Instructions for the task
Convert the records below into a two-column CSV with the header input,output and one row per record. Put the record's text in input and its answer in output, each in a single double-quoted field with line breaks replaced by spaces, and leave the pictures out.

[Dataset excerpts on pointing at objects]
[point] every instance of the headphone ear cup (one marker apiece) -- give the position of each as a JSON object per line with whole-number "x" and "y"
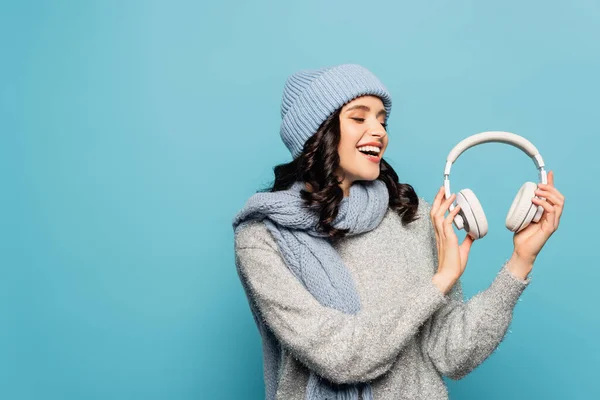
{"x": 472, "y": 213}
{"x": 522, "y": 210}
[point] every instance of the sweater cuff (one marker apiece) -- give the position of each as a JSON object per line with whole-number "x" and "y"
{"x": 508, "y": 287}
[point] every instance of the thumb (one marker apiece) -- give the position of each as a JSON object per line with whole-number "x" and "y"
{"x": 467, "y": 243}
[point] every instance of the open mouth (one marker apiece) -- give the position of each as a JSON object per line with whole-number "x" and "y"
{"x": 371, "y": 155}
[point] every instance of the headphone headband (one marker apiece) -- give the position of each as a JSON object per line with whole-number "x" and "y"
{"x": 501, "y": 137}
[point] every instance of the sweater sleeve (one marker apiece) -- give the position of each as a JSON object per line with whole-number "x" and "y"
{"x": 340, "y": 347}
{"x": 461, "y": 335}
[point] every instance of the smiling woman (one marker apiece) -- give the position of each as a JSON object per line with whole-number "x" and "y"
{"x": 339, "y": 260}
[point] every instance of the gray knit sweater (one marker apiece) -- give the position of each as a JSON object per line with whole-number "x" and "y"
{"x": 407, "y": 333}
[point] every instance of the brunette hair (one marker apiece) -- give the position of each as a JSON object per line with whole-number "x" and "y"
{"x": 317, "y": 164}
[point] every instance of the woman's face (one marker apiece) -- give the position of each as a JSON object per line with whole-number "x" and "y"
{"x": 361, "y": 123}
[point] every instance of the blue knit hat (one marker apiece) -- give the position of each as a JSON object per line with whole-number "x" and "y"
{"x": 312, "y": 95}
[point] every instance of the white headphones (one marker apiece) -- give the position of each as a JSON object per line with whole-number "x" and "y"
{"x": 522, "y": 211}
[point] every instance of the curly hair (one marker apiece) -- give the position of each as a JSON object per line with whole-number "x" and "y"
{"x": 317, "y": 166}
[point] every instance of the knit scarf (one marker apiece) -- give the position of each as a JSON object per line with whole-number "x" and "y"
{"x": 316, "y": 264}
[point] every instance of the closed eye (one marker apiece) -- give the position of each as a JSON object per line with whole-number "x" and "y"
{"x": 363, "y": 120}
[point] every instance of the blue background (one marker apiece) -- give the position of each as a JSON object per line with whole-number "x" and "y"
{"x": 131, "y": 133}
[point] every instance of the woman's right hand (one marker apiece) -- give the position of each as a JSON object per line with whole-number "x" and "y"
{"x": 452, "y": 257}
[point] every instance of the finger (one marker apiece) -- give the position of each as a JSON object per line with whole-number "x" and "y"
{"x": 552, "y": 189}
{"x": 446, "y": 205}
{"x": 448, "y": 220}
{"x": 467, "y": 242}
{"x": 547, "y": 206}
{"x": 437, "y": 200}
{"x": 549, "y": 214}
{"x": 554, "y": 200}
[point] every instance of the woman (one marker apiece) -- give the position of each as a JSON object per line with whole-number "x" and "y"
{"x": 353, "y": 279}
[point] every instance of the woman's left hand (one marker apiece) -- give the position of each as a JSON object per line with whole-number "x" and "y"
{"x": 530, "y": 240}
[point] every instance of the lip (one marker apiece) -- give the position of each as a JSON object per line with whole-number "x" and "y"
{"x": 374, "y": 159}
{"x": 376, "y": 144}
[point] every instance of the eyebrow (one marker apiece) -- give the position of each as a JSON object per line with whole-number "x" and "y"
{"x": 365, "y": 108}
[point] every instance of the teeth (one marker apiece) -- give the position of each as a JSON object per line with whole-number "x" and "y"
{"x": 369, "y": 148}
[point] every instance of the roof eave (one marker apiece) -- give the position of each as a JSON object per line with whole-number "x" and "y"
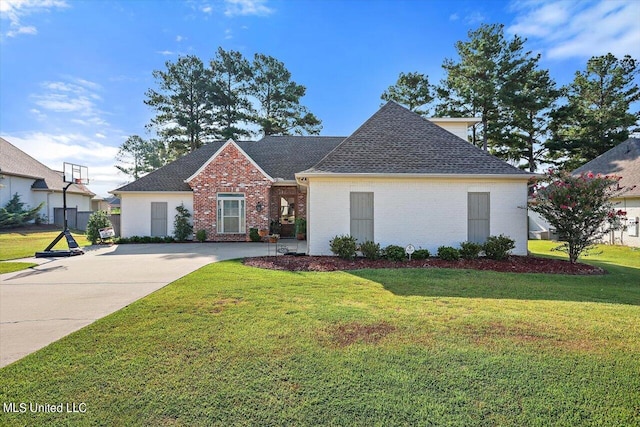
{"x": 523, "y": 176}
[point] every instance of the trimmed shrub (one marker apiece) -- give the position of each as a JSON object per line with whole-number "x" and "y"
{"x": 470, "y": 250}
{"x": 253, "y": 235}
{"x": 14, "y": 213}
{"x": 448, "y": 253}
{"x": 181, "y": 225}
{"x": 498, "y": 247}
{"x": 371, "y": 250}
{"x": 344, "y": 246}
{"x": 394, "y": 253}
{"x": 97, "y": 220}
{"x": 421, "y": 254}
{"x": 201, "y": 235}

Written answer
input,output
"[point] every instance of the headphone ear cup (one marker apiece) -- give the position of each as a JSON object per line with whole-number ""x"" and ""y""","{""x"": 472, ""y"": 213} {""x"": 522, ""y"": 210}"
"[point] every instance of the sweater cuff (one marker apiece) -- give the position of each as a JSON object per line with whole-number ""x"" and ""y""","{""x"": 508, ""y"": 287}"
"[point] every instance of the thumb (one marker apiece) -- give the position of each as a JSON object per line with whole-number ""x"" and ""y""","{""x"": 467, ""y"": 243}"
"[point] every instance of the open mouth (one marker apiece) -- give the position of each as a JSON object per line with whole-number ""x"" and ""y""","{""x"": 371, ""y"": 155}"
"[point] every instance of the headphone headband (one marker apiece) -- give the position of each as a JSON object per line with whole-number ""x"" and ""y""","{""x"": 501, ""y"": 137}"
"[point] every instance of the sweater sleeve (one marker apiece) -- give the position of each as a JSON object per line with whole-number ""x"" and ""y""","{""x"": 340, ""y"": 347} {""x"": 461, ""y"": 335}"
"[point] every instance of the smiling woman (one marker apiece) -- give the position of each as a JSON object per line with whole-number ""x"" and ""y""","{""x"": 339, ""y"": 260}"
"[point] every instance of the gray knit sweater (one marker apiece) -- give the position of each as a JSON object per line with whole-number ""x"" and ""y""","{""x"": 407, ""y"": 333}"
"[point] every instance of the brunette hair (one marker apiece) -- give the position of each as a JSON object per line with whole-number ""x"" and ""y""","{""x"": 317, ""y"": 164}"
"[point] every instance of the woman's face (one marker apiece) -- give the position of each as a JSON object per line with whole-number ""x"" and ""y""","{""x"": 361, ""y"": 123}"
"[point] every instance of the blue knit hat (one marker apiece) -- give the position of each as a JSON object per line with whole-number ""x"" and ""y""","{""x"": 312, ""y"": 95}"
"[point] every instance of the white headphones (one marker apiece) -- give the position of each as a JSON object per line with whole-number ""x"" and ""y""","{""x"": 522, ""y"": 211}"
"[point] every instance of the curly hair (one marker apiece) -- give the position of each as a JSON object per line with whole-number ""x"" and ""y""","{""x"": 317, ""y"": 166}"
"[point] every instance of the knit scarf (one marker apiece) -- give the position of each as a JSON object per line with whole-number ""x"" and ""y""","{""x"": 316, ""y"": 264}"
"[point] every instance of the closed eye (one marker apiece) -- give the position of each as a JSON object per line with whole-number ""x"" and ""y""","{""x"": 363, ""y"": 120}"
"[point] every instance of the blue background (one marker apiece) -- give the position of each as a JSON object per line with whole-number ""x"" and ""y""","{""x"": 131, ""y"": 133}"
"[point] every instance of the woman's right hand (one marker apiece) -- give the position of each as a JSON object per line with whole-number ""x"" and ""y""","{""x"": 452, ""y"": 257}"
"[point] every instance of the finger (one marker apiece) -- give the position of each as a JSON object per line with whole-number ""x"" and ""y""","{""x"": 552, ""y"": 189} {""x"": 446, ""y"": 205} {""x"": 448, ""y"": 220} {""x"": 467, ""y"": 242} {""x"": 547, ""y"": 206} {""x"": 437, ""y"": 200} {""x"": 549, ""y"": 214} {""x"": 554, ""y"": 200}"
"[point] every instance of the woman (one marker apiece) -- give the position of each as a JSON object per line with whole-number ""x"" and ""y""","{""x"": 353, ""y"": 279}"
"[point] every instance of the woman's left hand (one marker apiece) -- give the position of each as a JSON object per line with whole-number ""x"" and ""y""","{""x"": 530, ""y"": 240}"
"[point] every instance of the lip (one marker apiece) -- give the position of each as a JSON object per line with whole-number ""x"" and ""y""","{""x"": 374, ""y"": 159} {""x"": 376, ""y"": 144}"
"[point] every instance of the eyebrow (one marker apiece) -- give the position of each as a JSON object per line with whole-number ""x"" and ""y""","{""x"": 365, ""y"": 108}"
"[point] every instance of the teeth (one marker apiece) -- give the position of each as a JSON object per line with whole-number ""x"" and ""y""","{""x"": 369, ""y"": 148}"
"[point] every instance of the roof eave (one marker apiece) -- give the position of each as a JSON object per line with whole-number ""x"" and ""y""","{""x"": 523, ""y"": 176}"
"[point] every instance of the trimmed shrub (one marker apiece) -- give the position of each as a JSON object per line with whole-number ""x"" and ""y""","{""x"": 470, ""y"": 250} {""x"": 253, ""y"": 235} {""x"": 14, ""y"": 213} {""x"": 448, ""y"": 253} {""x"": 181, ""y"": 225} {""x"": 498, ""y"": 247} {""x"": 371, ""y"": 250} {""x"": 344, ""y"": 246} {""x"": 394, ""y"": 253} {""x"": 97, ""y"": 220} {""x"": 421, ""y"": 254} {""x"": 201, ""y"": 235}"